▶ _TEXTO BASE_:
======
Normalmente, trabaja como recepcionista y ama de llaves en dos resorts de lujo de la zona. Pero desde hace dos semanas apenas ha ido un par de días para limpiar el desastre que dejó Helene, y no sabe cuándo la volverán a llamar. Teme que no la llamen, que los daños hayan sido tan severos que los hoteles tengan que cerrar un tiempo. Y cada día que no trabaja, no cobra. Por lo menos pudo salvar sus pertenencias, salvo unas cuantas toallas con moho, y todavía tiene techo; aunque sin luz su ventilador no anda y se ve obligada a sentarse en la puerta de casa para refrescarse un poco. Solo le queda esperar exactamente en la posición en la que está. “Los programas de asistencia me pueden ayudar con comida, eso es lo único realmente esencial”, suspira.
Apenas 10 kilómetros al norte están los barrios de Snell y Venetian Isles, algunos de los más afectados hace dos semanas por las aguas del mar que trajo Helene y cubrieron todo. En una calle cerrada rodeada de casas grandes con muelles privados y, como prácticamente todas esta zona, con pilas de muebles destrozados amontonados en las aceras, conversan dos vecinos mientras limpian un área verde compartido. Matthew Couch, médico, y Chad Hall, dueño de su propia empresa de construcción, se saben afortunados. Aunque hablan de la posibilidad de mudarse a algún lugar menos propenso a los desastres naturales, se podrán quedar en sus casas. Fueron construidas hace menos de diez años y, por lo tanto, bajo nuevas regulaciones que dictan que se deben erigir sobre una base de por lo menos tres metros de altura para protegerlas de inundaciones. La mayoría de sus vecinos no están en esa situación.
======
▶ _DATOS EN BRUTO_:
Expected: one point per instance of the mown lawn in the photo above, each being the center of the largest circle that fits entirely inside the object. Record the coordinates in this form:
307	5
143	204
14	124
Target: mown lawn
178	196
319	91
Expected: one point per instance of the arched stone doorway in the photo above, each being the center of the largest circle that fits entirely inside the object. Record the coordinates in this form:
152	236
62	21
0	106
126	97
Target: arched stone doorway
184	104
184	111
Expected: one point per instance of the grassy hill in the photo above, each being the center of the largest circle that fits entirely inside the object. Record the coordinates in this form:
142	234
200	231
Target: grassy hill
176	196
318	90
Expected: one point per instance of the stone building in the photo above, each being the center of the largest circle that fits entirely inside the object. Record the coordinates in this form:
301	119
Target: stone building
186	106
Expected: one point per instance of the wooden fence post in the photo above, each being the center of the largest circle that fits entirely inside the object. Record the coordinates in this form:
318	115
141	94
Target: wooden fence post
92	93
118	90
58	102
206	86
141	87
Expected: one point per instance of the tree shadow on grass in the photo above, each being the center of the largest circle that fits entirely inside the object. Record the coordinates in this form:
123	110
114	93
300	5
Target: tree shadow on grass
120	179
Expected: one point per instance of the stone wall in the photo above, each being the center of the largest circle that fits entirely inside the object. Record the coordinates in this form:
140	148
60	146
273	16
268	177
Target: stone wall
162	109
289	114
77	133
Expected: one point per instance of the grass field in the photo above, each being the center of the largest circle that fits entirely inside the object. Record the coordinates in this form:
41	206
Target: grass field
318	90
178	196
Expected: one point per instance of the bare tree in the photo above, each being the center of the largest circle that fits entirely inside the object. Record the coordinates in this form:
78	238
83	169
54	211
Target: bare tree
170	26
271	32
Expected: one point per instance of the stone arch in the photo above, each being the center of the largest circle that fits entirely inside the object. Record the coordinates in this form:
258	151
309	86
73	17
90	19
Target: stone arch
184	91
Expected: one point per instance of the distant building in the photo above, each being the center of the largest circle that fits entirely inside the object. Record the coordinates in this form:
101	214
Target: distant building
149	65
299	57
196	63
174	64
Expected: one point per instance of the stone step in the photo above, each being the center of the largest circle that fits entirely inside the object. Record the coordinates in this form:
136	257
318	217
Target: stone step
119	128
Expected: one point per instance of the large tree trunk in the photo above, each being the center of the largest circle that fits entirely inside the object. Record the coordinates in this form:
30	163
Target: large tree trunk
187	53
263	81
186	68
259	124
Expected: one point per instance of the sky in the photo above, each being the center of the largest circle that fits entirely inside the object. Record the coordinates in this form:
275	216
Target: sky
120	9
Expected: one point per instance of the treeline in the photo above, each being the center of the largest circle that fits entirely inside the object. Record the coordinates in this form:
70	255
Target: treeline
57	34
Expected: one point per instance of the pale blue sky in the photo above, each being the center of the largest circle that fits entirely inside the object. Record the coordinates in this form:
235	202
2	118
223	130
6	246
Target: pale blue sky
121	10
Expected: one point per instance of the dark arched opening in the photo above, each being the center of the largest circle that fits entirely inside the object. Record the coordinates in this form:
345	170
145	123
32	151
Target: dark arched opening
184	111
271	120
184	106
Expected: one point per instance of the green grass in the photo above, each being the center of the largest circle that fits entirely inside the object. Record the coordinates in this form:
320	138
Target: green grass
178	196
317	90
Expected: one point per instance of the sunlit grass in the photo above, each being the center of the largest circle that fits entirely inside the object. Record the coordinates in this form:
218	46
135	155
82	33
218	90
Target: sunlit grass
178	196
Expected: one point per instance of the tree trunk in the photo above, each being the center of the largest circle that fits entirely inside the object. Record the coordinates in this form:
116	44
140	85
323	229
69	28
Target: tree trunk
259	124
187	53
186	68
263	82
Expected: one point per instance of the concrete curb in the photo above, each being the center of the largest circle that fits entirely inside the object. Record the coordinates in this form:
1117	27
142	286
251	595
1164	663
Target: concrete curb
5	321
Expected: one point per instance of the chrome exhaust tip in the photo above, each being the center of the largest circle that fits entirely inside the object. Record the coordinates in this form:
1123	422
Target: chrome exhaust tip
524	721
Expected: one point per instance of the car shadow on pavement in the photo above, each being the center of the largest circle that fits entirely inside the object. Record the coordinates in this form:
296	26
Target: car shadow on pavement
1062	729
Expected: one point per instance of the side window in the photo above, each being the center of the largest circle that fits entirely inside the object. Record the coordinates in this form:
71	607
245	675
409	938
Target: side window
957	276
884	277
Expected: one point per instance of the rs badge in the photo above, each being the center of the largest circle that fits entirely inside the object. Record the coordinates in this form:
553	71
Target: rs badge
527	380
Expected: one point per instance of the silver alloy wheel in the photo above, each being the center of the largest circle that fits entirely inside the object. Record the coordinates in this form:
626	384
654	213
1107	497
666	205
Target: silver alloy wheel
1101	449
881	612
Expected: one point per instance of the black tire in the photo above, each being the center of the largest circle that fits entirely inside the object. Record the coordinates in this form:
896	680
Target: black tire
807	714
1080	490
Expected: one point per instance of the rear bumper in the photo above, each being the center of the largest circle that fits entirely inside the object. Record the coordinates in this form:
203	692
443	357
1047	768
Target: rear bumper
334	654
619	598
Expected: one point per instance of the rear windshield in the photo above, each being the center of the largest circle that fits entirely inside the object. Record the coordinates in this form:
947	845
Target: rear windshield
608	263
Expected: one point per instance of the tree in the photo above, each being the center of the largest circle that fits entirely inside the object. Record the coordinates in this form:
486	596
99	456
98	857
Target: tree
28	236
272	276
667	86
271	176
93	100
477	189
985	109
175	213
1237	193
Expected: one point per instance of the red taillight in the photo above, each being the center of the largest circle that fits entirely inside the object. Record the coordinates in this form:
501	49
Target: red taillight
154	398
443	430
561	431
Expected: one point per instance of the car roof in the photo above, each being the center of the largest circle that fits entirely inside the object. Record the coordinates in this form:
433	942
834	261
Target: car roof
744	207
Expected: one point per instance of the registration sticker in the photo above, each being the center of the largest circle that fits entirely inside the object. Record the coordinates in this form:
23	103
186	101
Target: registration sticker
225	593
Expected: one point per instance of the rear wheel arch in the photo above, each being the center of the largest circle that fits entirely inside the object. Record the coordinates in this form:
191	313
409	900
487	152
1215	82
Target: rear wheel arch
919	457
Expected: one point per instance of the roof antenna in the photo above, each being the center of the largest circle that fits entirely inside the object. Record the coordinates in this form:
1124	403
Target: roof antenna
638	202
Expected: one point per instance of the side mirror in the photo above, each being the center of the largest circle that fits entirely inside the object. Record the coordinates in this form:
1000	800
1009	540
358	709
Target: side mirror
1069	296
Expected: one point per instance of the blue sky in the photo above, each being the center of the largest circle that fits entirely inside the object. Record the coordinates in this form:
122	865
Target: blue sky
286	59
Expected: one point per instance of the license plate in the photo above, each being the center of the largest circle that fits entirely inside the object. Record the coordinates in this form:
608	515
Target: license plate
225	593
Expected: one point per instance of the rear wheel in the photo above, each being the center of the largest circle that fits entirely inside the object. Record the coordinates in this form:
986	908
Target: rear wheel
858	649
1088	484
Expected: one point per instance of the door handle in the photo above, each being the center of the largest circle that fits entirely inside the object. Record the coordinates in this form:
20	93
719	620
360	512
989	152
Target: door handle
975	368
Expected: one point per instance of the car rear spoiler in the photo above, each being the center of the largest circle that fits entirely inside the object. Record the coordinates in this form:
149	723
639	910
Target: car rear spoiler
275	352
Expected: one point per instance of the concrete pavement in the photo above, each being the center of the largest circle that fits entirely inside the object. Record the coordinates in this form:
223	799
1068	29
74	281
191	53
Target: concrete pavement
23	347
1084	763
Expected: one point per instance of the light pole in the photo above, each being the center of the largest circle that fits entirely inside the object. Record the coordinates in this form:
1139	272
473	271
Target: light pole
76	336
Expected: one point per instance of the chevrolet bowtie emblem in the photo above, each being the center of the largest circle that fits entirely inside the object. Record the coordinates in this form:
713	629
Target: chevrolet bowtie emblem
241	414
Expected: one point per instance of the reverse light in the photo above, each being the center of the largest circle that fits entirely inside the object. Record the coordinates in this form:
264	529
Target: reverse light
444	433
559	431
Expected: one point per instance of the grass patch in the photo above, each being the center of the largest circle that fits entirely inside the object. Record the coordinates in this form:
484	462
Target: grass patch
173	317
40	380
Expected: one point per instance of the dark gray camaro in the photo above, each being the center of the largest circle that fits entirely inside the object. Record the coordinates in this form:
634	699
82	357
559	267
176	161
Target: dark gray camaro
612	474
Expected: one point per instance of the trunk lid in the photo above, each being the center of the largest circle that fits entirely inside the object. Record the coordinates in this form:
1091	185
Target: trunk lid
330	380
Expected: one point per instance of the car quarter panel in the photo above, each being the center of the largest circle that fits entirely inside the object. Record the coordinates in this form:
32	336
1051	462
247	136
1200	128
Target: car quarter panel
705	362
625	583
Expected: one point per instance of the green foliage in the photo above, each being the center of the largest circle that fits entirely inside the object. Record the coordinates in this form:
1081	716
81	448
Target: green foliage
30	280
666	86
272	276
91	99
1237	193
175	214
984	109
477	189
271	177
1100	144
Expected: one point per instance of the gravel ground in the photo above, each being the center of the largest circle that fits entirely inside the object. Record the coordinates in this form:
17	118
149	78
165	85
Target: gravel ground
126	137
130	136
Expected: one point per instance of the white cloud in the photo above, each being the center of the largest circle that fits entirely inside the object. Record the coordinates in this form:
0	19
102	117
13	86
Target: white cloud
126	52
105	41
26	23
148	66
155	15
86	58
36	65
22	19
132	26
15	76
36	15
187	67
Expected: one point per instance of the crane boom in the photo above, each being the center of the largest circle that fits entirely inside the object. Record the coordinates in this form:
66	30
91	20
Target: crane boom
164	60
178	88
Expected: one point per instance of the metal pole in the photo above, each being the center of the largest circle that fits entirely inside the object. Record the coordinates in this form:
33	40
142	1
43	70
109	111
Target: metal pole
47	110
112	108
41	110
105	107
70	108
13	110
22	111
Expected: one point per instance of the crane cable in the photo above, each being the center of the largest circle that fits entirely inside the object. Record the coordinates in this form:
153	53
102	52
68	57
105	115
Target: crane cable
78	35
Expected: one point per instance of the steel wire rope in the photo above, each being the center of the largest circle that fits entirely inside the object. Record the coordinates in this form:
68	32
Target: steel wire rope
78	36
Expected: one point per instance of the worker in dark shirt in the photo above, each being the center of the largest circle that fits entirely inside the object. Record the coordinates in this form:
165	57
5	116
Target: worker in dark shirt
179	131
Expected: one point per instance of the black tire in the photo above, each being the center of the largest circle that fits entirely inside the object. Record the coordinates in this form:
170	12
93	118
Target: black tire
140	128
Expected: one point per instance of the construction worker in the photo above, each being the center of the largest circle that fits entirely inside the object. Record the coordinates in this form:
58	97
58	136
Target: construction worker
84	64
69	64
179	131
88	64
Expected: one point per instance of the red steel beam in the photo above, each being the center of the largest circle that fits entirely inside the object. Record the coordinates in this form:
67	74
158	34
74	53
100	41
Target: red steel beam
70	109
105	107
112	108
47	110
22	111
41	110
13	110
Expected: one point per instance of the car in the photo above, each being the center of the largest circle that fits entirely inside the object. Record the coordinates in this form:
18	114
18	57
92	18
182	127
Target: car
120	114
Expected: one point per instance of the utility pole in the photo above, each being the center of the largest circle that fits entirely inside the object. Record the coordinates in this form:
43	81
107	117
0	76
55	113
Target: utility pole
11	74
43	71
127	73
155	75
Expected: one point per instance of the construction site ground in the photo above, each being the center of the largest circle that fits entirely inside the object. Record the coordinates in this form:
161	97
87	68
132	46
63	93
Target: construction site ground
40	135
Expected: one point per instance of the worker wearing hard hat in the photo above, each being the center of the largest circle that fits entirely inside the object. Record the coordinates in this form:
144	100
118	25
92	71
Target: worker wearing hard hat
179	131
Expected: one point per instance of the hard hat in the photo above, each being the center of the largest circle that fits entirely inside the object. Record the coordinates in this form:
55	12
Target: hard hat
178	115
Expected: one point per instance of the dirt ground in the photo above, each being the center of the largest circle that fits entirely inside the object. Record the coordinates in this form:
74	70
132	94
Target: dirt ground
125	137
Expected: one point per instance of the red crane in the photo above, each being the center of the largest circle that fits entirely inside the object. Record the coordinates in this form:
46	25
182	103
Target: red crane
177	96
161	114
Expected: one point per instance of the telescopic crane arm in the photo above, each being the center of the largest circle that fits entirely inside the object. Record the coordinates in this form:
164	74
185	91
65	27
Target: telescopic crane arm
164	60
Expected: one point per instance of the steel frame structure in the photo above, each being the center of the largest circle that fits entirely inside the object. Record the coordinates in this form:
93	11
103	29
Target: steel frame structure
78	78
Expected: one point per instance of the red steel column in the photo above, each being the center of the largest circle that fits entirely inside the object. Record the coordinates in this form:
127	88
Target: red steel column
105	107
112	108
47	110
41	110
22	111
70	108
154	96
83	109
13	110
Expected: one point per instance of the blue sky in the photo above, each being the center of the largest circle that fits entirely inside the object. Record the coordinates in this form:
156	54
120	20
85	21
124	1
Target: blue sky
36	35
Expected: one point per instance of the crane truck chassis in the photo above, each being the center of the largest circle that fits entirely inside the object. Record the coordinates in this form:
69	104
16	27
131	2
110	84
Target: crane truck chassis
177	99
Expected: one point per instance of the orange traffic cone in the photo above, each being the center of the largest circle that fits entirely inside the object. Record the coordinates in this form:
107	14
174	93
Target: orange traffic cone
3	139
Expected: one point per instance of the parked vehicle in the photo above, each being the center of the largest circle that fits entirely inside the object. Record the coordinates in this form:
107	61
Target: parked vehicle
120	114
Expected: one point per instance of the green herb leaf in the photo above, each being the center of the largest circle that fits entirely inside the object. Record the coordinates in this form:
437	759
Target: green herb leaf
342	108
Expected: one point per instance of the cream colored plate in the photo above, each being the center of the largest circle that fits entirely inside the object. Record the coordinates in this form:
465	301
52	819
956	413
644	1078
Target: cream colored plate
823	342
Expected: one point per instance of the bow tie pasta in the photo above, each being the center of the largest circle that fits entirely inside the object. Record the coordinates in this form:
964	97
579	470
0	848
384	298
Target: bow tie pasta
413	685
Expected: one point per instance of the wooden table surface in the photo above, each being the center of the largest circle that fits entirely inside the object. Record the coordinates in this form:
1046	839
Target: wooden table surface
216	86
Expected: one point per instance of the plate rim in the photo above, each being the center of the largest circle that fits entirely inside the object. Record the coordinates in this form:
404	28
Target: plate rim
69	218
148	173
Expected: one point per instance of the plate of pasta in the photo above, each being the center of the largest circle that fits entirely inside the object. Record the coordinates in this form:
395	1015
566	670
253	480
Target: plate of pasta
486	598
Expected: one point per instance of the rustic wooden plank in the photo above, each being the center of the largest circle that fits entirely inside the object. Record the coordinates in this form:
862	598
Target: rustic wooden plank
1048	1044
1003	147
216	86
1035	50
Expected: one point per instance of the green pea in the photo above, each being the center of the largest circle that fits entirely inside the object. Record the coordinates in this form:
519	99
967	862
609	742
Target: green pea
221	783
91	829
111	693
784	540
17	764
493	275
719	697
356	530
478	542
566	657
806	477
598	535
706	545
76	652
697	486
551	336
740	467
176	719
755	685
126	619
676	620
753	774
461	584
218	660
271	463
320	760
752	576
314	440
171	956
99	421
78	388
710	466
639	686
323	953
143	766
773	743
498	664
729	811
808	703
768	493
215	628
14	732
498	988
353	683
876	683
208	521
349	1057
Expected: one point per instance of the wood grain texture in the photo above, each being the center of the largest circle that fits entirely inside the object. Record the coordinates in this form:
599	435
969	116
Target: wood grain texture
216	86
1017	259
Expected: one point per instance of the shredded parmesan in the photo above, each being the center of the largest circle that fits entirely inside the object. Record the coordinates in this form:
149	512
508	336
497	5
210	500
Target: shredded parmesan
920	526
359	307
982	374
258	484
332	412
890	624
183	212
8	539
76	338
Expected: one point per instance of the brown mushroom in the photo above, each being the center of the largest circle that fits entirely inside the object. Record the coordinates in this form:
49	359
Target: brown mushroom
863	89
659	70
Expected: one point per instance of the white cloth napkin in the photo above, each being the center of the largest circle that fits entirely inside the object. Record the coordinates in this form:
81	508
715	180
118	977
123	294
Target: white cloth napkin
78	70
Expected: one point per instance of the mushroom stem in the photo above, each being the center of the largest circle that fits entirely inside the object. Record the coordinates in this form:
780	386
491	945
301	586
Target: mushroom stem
======
▶ _CONSIGNAS_:
**A)** ¿Puedes reproducir sin cambios el fragmento del texto sobre los daños que dejó Helene que empieza en "Apenas 10 kilómetros" y termina en "en esa situación."?
**B)** ¿Puedes continuar el texto sobre los daños que dejó Helene a partir de su última oración?

▶ _RESPUESTAS_:
**A)**
Apenas 10 kilómetros al norte están los barrios de Snell y Venetian Isles, algunos de los más afectados hace dos semanas por las aguas del mar que trajo Helene y cubrieron todo. En una calle cerrada rodeada de casas grandes con muelles privados y, como prácticamente todas esta zona, con pilas de muebles destrozados amontonados en las aceras, conversan dos vecinos mientras limpian un área verde compartido. Matthew Couch, médico, y Chad Hall, dueño de su propia empresa de construcción, se saben afortunados. Aunque hablan de la posibilidad de mudarse a algún lugar menos propenso a los desastres naturales, se podrán quedar en sus casas. Fueron construidas hace menos de diez años y, por lo tanto, bajo nuevas regulaciones que dictan que se deben erigir sobre una base de por lo menos tres metros de altura para protegerlas de inundaciones. La mayoría de sus vecinos no están en esa situación.

**B)**
“En las casas más viejas lo perdieron todo. En un año todas serán derribadas y los constructores estarán haciendo casas nuevas. Sí, se tendrán que mudar, pero son como los granjeros pobres que están sentados sobre una mina de oro”, dice Hall. Couch, mientras apunta hacia enfrente, a una casa que parece ya abandonada con todo lo que alguna vez estuvo dentro regado en el césped, agrega: “Esa entró en el mercado un día después de Helene por dos millones de dólares”. Por aquí los huracanes ponen en acción la selección natural, nada más que eso.
Pero los persistentes cortes de luz, la falta de agua potable y la escasez de gasolina igualan a todos. En cuanto a esta última cuestión, desde Sarasota hasta St. Petersburg, unos 70 kilómetros de territorio densamente poblado, apenas un puñado de gasolineras están funcionando. Las filas de vehículos son eternas. Dos horas y media de cola han hecho algunos. Todavía más, aseguran otros en los corrillos de frustración colectiva que se forman en las gasolineras con servicio de tienda, pero sin combustible. No hay ninguna palabra de las autoridades ni del usualmente muy vocal gobernador Ron DeSantis sobre el desabastecimiento.
La situación, que pone de relieve de una manera inesperada la dependencia absoluta al petróleo, requiere soluciones creativas. En otra de las calles cerradas de Venetian Isles Jeff Paddock se pelea con una manguera. La está intentando meter en el motor de su barco, que está aparcado enfrente de su hogar, para poder usar la gasolina que está dentro para hacer funcionar un generador que les dará electricidad en casa. Un día más, la normalidad se resiste a volver en Florida.